START Text for analysis

At night, there’s the odd whine of opportunistic mosquitos although the cooler weather at the moment seems to have dampened their ardour for fresh British meat. They, like Arnie, will be back for the weekend I’m sure, along with the much anticipated 27 degree temperatures.
Then there’s the house flies. We have fly screens but the odd one still gets through as we roll them up and down to get in and out ourselves.
My bedroom seems to be the mecca for the one housefly per day who makes it past the mesh defences, and, as we go to bed, has just woken up and decided to find a nice cosy lamp to snuggle into for the night. Except flies don’t know about nights so after a warm little restorative snooze, said fly decides to go loudly buzzing about my bedroom. Usually dive-bombing me for extra effect.
While we have a few different foam based crawling bug sprays, we don’t seem to have a generic flying creature spray, a quick spray of which would at least act as encouragement for the intruder to move along into the downstairs hallway so I can firmly shut the door on it.
Last night, on looking for the latest back leg rubbing, multi-faceted eyed intruder, I discovered a small spider in my bedside lamp which necessitated a “seek & destroy” mission all of it own. You might suggest leaving the latter to deal with the former in the more natural way of things, but I prefer to be a little less organic in my bedroom insect hygiene.
Eventually both were despatched and my bedroom returned to a silent haven of sorts.
I say of sorts, because I’m still working on the ideal pillow height and number combination and I’m still sleeping with a night light as it’s very, very dark here and I’m not used to that yet. I actually woke myself up the other night shouting “Help!” out loud during a particularly nasty and claustrophobic dream.
Pretty much everything else is perfect though, apart from a brief period without hot water yesterday. The lack of sun over the last few days causing the usual solar powered heating to fail us rather. A couple of texts and Facebook Message convos with our British landlady and our friend down the road later, we have now identified the Hot Water Immersion switch on the Fuse Box downstairs and normal hygiene levels have been resumed.

END Text for analysis
START Given records

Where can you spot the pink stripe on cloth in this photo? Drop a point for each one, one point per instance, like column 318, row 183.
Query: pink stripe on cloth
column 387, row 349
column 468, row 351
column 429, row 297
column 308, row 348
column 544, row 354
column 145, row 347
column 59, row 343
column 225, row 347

END Given records

The problem |
Would you continue the account of bedroom flies, spiders and the lapse in hot water from where it stops? The data comes from a source separate from the text.

Exercise answer |
The smart TV has YouTube and Netflix so we are starting to catch up with the excellent drama series The Fall (although tense serial killer action is not very conducive to a good night’s sleep either!). Suits and House Of Lies to follow, both on strong recommendation. We can also watch British TV on various apps on our laptops, albeit the next evening, or it means watching our favourite hospital orientated soaps at 10pm rather than 8pm and that’s just wrong.
We are alternating between my two favourite restaurants and cooking at home. We’ve managed to keep our visits to the “5 Brothers” taverna for “chicken on the grill” to a minimum this week although we are dreading the impending event of their closing for the winter.
I’m not kidding, this taverna deserves to go onto the “Top 10 Restaurants In The World” list purely for their “chicken on the grill”.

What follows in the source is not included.